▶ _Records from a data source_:

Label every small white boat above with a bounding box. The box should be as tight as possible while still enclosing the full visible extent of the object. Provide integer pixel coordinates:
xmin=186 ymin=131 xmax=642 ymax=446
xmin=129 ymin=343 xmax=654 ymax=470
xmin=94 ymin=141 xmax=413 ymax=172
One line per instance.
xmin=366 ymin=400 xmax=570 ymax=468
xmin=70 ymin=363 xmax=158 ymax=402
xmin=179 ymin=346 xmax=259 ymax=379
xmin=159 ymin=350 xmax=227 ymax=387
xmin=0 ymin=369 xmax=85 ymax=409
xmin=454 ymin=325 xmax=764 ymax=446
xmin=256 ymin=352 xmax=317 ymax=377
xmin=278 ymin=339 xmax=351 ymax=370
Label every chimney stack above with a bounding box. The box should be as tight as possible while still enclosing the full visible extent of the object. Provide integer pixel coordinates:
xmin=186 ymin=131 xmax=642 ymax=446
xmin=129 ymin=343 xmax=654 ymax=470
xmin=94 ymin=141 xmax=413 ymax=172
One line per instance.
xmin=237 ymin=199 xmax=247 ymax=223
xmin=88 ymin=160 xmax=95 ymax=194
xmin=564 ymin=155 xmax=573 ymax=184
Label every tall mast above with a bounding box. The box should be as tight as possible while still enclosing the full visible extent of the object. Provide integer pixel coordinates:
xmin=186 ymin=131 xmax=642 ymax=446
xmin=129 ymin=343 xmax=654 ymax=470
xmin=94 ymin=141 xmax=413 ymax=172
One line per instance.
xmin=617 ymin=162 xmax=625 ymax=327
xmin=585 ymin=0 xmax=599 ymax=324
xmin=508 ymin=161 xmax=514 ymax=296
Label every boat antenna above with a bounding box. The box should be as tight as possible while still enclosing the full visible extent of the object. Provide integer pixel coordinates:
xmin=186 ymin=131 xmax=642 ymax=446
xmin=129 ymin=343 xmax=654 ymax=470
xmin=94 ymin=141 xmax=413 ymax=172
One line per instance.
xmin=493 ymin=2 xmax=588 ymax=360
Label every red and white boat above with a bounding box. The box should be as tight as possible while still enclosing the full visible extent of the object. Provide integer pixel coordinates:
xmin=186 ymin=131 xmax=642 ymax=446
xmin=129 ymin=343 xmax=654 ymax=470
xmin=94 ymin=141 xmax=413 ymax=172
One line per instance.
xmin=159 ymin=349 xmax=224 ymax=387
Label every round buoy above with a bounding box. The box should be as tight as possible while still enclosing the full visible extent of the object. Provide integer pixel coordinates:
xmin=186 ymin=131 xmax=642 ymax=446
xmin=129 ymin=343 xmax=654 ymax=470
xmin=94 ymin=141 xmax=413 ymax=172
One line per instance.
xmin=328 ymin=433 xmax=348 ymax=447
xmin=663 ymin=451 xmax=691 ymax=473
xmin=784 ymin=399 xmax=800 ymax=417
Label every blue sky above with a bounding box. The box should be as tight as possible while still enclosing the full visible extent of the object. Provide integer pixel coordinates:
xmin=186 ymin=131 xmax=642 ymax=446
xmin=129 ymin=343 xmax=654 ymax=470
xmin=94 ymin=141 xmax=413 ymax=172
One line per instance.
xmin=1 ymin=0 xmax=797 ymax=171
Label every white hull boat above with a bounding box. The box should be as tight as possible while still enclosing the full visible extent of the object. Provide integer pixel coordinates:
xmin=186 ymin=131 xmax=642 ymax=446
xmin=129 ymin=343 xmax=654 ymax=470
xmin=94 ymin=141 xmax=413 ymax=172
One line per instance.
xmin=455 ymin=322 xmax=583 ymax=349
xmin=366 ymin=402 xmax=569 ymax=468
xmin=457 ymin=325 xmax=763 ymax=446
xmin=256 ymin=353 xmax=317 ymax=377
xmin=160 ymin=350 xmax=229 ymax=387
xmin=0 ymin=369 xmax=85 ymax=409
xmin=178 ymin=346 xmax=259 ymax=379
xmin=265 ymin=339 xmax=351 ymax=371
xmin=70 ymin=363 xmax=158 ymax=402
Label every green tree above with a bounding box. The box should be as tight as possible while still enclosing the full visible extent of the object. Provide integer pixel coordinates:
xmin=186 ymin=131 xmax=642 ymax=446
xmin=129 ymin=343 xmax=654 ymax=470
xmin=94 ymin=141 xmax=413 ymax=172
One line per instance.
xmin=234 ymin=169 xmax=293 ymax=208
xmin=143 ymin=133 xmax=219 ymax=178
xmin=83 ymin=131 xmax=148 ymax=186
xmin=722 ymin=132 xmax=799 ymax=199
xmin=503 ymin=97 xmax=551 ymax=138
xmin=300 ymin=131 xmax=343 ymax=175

▶ _Exercise description_:
The records above are to be returned exactly as they appear.

▶ _Expected output_:
Label every small white boat above with a bounding box. The box should be as tight as possible while still enclosing the full visible extent of the object. Provide integer pixel coordinates:
xmin=186 ymin=131 xmax=642 ymax=446
xmin=129 ymin=343 xmax=654 ymax=470
xmin=94 ymin=141 xmax=413 ymax=172
One line per instance.
xmin=366 ymin=400 xmax=570 ymax=468
xmin=70 ymin=363 xmax=158 ymax=402
xmin=179 ymin=346 xmax=259 ymax=379
xmin=159 ymin=350 xmax=227 ymax=387
xmin=0 ymin=369 xmax=85 ymax=409
xmin=454 ymin=325 xmax=764 ymax=446
xmin=256 ymin=352 xmax=317 ymax=377
xmin=278 ymin=339 xmax=351 ymax=370
Label every chimney stack above with a bounding box. The box should be as tight as possible while still enclosing the full visible extent of the object. Provide integer pixel coordinates:
xmin=186 ymin=131 xmax=642 ymax=446
xmin=129 ymin=343 xmax=654 ymax=470
xmin=94 ymin=141 xmax=413 ymax=172
One line per instance.
xmin=237 ymin=199 xmax=247 ymax=223
xmin=88 ymin=160 xmax=95 ymax=194
xmin=564 ymin=155 xmax=573 ymax=184
Label every tall mast above with a bounding box. The box should be as tight as possible while still enclosing the full visible extent of the object. Provide integer pixel coordinates:
xmin=186 ymin=131 xmax=642 ymax=446
xmin=129 ymin=343 xmax=654 ymax=470
xmin=94 ymin=141 xmax=413 ymax=172
One line per instance.
xmin=617 ymin=162 xmax=625 ymax=327
xmin=585 ymin=0 xmax=599 ymax=324
xmin=508 ymin=161 xmax=514 ymax=296
Label every boat antenna above with a bounding box. The box should be as tight as possible while still enclosing the full visible extent of the object. Provide integer pixel coordinates:
xmin=186 ymin=131 xmax=642 ymax=446
xmin=129 ymin=343 xmax=654 ymax=470
xmin=94 ymin=141 xmax=413 ymax=172
One line per instance.
xmin=493 ymin=2 xmax=588 ymax=360
Label every red and white boat above with a bounding box. The box should be as tight as possible while still enclosing the full visible extent of the object. Provide integer pixel coordinates:
xmin=186 ymin=131 xmax=642 ymax=446
xmin=129 ymin=343 xmax=654 ymax=470
xmin=94 ymin=141 xmax=413 ymax=172
One line per instance.
xmin=159 ymin=349 xmax=224 ymax=387
Label every round buoy above with a bounding box. The box should be as tight as possible while still enclosing the full visible extent of the object. Provide integer pixel coordinates:
xmin=186 ymin=131 xmax=642 ymax=446
xmin=129 ymin=343 xmax=654 ymax=470
xmin=94 ymin=141 xmax=413 ymax=172
One line per instance.
xmin=328 ymin=433 xmax=348 ymax=447
xmin=663 ymin=451 xmax=691 ymax=473
xmin=784 ymin=399 xmax=800 ymax=417
Label every blue sky above with a bounding box. The box should be as tight as possible while still enclosing the full visible extent of the object. Provide integer pixel coordinates:
xmin=186 ymin=131 xmax=642 ymax=446
xmin=129 ymin=343 xmax=654 ymax=470
xmin=94 ymin=141 xmax=413 ymax=172
One line per instance.
xmin=1 ymin=0 xmax=797 ymax=171
Label every white hull boat above with a bounding box. The box should be as tight as possible while still enclosing the full visible extent of the object. Provide integer pixel coordinates:
xmin=186 ymin=131 xmax=642 ymax=446
xmin=129 ymin=343 xmax=654 ymax=470
xmin=94 ymin=141 xmax=413 ymax=172
One line per instance.
xmin=455 ymin=322 xmax=583 ymax=349
xmin=366 ymin=402 xmax=569 ymax=468
xmin=457 ymin=325 xmax=763 ymax=446
xmin=256 ymin=353 xmax=317 ymax=377
xmin=160 ymin=350 xmax=229 ymax=387
xmin=0 ymin=369 xmax=85 ymax=409
xmin=178 ymin=346 xmax=259 ymax=379
xmin=265 ymin=339 xmax=351 ymax=371
xmin=70 ymin=363 xmax=158 ymax=402
Label every green tree above with a bounding box. The box should be as tight as possible while still enclosing the full visible extent of the object. Provide integer pixel coordinates:
xmin=186 ymin=131 xmax=642 ymax=446
xmin=129 ymin=343 xmax=654 ymax=470
xmin=94 ymin=141 xmax=413 ymax=172
One line per instance.
xmin=234 ymin=169 xmax=293 ymax=208
xmin=143 ymin=133 xmax=219 ymax=178
xmin=83 ymin=131 xmax=148 ymax=186
xmin=722 ymin=132 xmax=799 ymax=199
xmin=503 ymin=97 xmax=551 ymax=138
xmin=300 ymin=131 xmax=343 ymax=175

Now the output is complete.